> _Quellenauszug_
-- -- --
In diesem Ritual, das in Lev 16 ausführlich beschrieben wird und
das F. Crüsemann „das Zentrum der priesterlichen Sühnetheologie“(16)
genannt hat, geschieht Sündenvergebung durch den Tod eines an und
für sich unschuldigen Opfertieres („Sündenbock“).
Auf ihn werden die Sünden der Gemeinschaft symbolisch übertragen,
bevor er dann „in die Wüste geschickt“ wird. Zuvor wird
ein anderer Bock geschlachtet und sein Blut an den „Sühnedeckel“
der Bundeslade gespritzt, um so das Heiligtum zu reinigen. Mit diesem
„Sühnedeckel“, hebr. kapporet, identifiziert Paulus in
Röm 3,25f. und macht so den Karfreitag „zum eschatologischen
Versöhnungstag“(17). Jesu Person ist wie
einst der Deckel der Bundeslade der heilmachende Ort der Gottesbegegnung.
In ihm, so will Paulus wohl zum Ausdruck bringen, haben auch die eigentlich
kultunfähigen Heidenchristen Zugang zum Gott Israels. Nun hat auch
H. Foth keine Zweifel an der Verbindung zum Jom-Kippur-Ritus, er stellt
lediglich in Frage, dass es dort um „Sühne“ geht –
ein Einwand, den ich angesichts der Fülle der Hinweise in diese Richtung
nicht nachvollziehen kann. Das Blut Jesu, das in Röm 3,25 ausdrücklich
erwähnt wird, hat doch wohl genau den Sinn, der in Lev 16,30 dem
Ritus des Versöhnungstages zugesprochen wird: „Denn an diesem
Tag entsühnt (lekaper) man euch, um euch zu reinigen. Vor dem Herrn
werdet ihr von allen euren Sünden (mi-chol-chatotechäm) wieder
rein“.(18)
Das hebr. Verb kpr, von dem sich das Nomen kapporet ableitet, bedeutet
eigentlich „bedecken“. Im übertragenen Sinn meint es
eben auch das Bedecken von Schuld, also: „sühnen“. Es
beschränkt sich nicht, wie man zuweilen einschränken wollte,
auf eine rein kultische Reinigung des Heiligtums, auch nicht auf die nur
unabsichtlich begangenen Sünden, sondern schließt – zumindest
im Kontext des Jom Kippur-Ritus - die Sühne ethischer Verfehlungen
ausdrücklich mit ein.(19) Das hilasterion ist hier
also so etwas wie die „Stätte der Sühne gewährenden
Gegenwart Gottes“.(20)
Selbst wenn man, wie der katholische Exeget Stefan Schreiber,(21)
-- -- --
> _Bereitgestellte Daten_
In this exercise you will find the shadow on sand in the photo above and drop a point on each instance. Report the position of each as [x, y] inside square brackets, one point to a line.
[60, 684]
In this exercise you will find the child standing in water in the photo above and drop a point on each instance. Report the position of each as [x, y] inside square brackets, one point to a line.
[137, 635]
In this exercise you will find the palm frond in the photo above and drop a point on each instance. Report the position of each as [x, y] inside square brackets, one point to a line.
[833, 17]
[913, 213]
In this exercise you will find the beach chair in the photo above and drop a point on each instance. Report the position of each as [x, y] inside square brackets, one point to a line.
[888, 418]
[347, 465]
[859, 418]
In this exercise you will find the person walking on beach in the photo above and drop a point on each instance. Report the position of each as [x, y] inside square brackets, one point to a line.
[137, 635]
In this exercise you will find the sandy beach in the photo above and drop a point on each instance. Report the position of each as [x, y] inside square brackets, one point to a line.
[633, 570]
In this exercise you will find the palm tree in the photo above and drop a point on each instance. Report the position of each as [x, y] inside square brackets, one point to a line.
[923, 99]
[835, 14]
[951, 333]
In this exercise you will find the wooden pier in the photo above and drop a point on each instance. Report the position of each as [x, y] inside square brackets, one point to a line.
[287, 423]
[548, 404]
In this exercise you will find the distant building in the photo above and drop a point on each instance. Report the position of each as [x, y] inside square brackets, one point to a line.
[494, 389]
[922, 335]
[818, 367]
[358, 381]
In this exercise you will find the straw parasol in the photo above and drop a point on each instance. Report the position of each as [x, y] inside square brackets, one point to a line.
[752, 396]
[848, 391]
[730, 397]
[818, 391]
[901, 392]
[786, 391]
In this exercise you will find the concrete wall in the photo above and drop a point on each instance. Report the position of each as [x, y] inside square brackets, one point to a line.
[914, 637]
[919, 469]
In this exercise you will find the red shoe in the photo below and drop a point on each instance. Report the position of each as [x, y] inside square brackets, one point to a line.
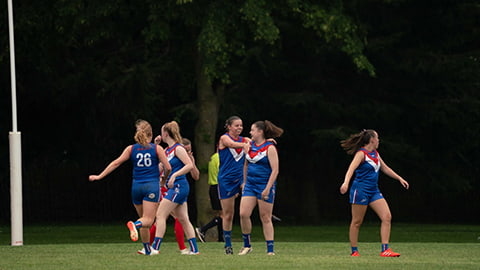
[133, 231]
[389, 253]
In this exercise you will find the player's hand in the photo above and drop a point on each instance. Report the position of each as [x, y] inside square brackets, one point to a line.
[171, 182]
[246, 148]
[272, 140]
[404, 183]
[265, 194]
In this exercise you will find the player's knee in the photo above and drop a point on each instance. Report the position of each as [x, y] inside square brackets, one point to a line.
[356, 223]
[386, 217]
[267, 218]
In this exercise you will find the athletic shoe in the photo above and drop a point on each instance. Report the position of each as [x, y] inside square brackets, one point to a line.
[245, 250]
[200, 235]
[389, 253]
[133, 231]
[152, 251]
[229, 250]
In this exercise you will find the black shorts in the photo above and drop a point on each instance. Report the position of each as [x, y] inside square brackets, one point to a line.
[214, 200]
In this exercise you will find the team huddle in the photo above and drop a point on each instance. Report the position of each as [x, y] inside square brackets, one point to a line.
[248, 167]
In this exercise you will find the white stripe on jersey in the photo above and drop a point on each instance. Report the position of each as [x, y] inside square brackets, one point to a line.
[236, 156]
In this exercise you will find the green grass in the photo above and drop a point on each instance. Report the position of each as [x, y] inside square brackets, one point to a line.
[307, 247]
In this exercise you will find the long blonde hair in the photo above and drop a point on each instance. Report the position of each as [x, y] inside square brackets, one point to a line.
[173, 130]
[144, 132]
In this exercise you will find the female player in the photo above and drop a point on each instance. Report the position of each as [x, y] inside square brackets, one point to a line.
-- -- --
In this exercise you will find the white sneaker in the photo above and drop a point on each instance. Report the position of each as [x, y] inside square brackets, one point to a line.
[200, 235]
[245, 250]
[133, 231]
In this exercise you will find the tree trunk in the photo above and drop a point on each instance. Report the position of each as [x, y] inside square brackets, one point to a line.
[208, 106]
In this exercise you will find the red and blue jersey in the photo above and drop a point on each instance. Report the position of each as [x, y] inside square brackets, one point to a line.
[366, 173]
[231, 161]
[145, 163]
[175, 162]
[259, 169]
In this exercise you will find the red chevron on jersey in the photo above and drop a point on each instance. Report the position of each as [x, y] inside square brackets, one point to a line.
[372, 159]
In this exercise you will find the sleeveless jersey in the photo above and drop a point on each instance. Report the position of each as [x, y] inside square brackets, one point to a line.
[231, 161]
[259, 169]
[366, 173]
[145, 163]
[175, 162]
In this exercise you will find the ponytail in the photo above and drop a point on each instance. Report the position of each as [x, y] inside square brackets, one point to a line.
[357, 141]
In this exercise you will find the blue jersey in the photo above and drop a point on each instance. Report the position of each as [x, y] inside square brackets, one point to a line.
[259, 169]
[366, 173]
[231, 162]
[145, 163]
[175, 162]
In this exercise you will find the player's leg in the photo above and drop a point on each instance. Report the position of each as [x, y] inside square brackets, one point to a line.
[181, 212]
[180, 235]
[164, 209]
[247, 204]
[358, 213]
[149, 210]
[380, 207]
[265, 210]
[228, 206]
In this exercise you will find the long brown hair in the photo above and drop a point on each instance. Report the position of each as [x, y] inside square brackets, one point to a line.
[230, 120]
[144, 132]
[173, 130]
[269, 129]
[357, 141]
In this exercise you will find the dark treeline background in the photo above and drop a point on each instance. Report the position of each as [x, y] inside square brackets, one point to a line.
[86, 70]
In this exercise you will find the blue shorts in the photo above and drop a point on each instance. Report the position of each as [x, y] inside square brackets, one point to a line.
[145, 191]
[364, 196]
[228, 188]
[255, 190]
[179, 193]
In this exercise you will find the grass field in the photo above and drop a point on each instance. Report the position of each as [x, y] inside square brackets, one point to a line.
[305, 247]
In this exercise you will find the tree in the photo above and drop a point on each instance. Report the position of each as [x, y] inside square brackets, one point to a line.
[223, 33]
-- -- --
> _Aufgaben_
a) Gib den Teil des Quellenauszugs wörtlich aus, beginnend mit „In diesem Ritual, das“ und fortlaufend bis einschließlich „Ort der Gottesbegegnung.“.
b) Finde in den Einträgen jede Zeile, die das Wort „long“ enthält, und gib diese Zeilen unverändert wieder. Groß- und Kleinschreibung zählt.

> _Erwartete Antworten_
a)
In diesem Ritual, das in Lev 16 ausführlich beschrieben wird und
das F. Crüsemann „das Zentrum der priesterlichen Sühnetheologie“(16)
genannt hat, geschieht Sündenvergebung durch den Tod eines an und
für sich unschuldigen Opfertieres („Sündenbock“).
Auf ihn werden die Sünden der Gemeinschaft symbolisch übertragen,
bevor er dann „in die Wüste geschickt“ wird. Zuvor wird
ein anderer Bock geschlachtet und sein Blut an den „Sühnedeckel“
der Bundeslade gespritzt, um so das Heiligtum zu reinigen. Mit diesem
„Sühnedeckel“, hebr. kapporet, identifiziert Paulus in
Röm 3,25f. und macht so den Karfreitag „zum eschatologischen
Versöhnungstag“(17). Jesu Person ist wie
einst der Deckel der Bundeslade der heilmachende Ort der Gottesbegegnung.

b)
In this exercise you will find the long blonde hair in the photo above and drop a point on each instance. Report the position of each as [x, y] inside square brackets, one point to a line.
In this exercise you will find the long brown hair in the photo above and drop a point on each instance. Report the position of each as [x, y] inside square brackets, one point to a line.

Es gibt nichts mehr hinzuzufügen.